Copy every line of the data below word for word, without changing anything.
::: DATASET RECORDS
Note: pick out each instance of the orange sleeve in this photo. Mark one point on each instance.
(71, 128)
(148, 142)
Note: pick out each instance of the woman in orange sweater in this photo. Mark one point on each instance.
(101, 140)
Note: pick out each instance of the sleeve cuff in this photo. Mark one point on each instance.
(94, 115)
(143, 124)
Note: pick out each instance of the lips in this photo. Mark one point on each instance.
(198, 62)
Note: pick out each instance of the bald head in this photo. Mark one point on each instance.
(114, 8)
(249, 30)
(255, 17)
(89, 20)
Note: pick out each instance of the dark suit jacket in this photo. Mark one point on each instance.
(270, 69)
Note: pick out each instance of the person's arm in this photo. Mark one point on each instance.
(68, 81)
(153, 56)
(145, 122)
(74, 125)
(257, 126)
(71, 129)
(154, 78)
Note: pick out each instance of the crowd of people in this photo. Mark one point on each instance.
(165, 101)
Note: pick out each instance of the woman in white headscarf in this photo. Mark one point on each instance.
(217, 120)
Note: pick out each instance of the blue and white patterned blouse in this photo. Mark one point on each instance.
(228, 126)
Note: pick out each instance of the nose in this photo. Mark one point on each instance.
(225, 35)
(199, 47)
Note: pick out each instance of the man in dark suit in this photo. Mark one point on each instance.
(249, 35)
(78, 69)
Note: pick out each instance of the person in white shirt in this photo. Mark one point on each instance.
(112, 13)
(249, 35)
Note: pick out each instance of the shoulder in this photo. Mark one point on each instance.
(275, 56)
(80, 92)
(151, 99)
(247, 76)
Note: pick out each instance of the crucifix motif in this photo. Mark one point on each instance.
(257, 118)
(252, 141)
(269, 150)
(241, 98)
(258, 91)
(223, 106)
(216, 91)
::::::
■ **COMPLETED EXERCISE**:
Note: pick out each instance of the orange sleeve in this photo. Mark one point on each instance.
(71, 128)
(148, 142)
Note: pick out each instance of the woman in orange sweater in this photo. Mark one point on each instance.
(101, 140)
Note: pick out each instance of the sleeve cuff in this photo. Mark one point on each instance.
(94, 115)
(143, 124)
Note: pick out each instance of the lips in this photo. Mark one point on each instance.
(198, 62)
Note: pick out each instance of the bald head in this photo. Mark one point on each instance.
(114, 8)
(249, 30)
(255, 17)
(89, 20)
Note: pick out each instance of the dark suit jacket in this photo. Mark one point on each instance.
(270, 69)
Note: pick out each instance of the person's arm in this photo. Mark one point on each instance.
(68, 81)
(153, 56)
(145, 122)
(74, 125)
(257, 126)
(71, 129)
(154, 78)
Note: pick out each instance of the crowd of people in this photo. Mark one point on each instance.
(165, 101)
Note: pick out each instance of the woman in white headscarf in this photo. Mark one point on each instance.
(217, 120)
Note: pick out each instance of the blue and white patterned blouse in this photo. Mark one point on each instance.
(228, 126)
Note: pick out each instance of the nose in this photo. Mark one point on each instance.
(225, 35)
(199, 47)
Note: pick out each instance of the man in dark suit in this photo. Mark one point on each instance.
(249, 35)
(78, 69)
Note: pick out each instance of the person in white shirt in this photo. Mark one point on each instance.
(112, 13)
(249, 35)
Note: pick out each instance of the shoulder in this photo. Mark one point on each instance.
(275, 56)
(80, 92)
(151, 99)
(247, 76)
Note: pick out each instance of the crucifix motif in this photo. Mark one point on each instance.
(257, 118)
(252, 141)
(269, 150)
(241, 98)
(258, 91)
(223, 106)
(216, 91)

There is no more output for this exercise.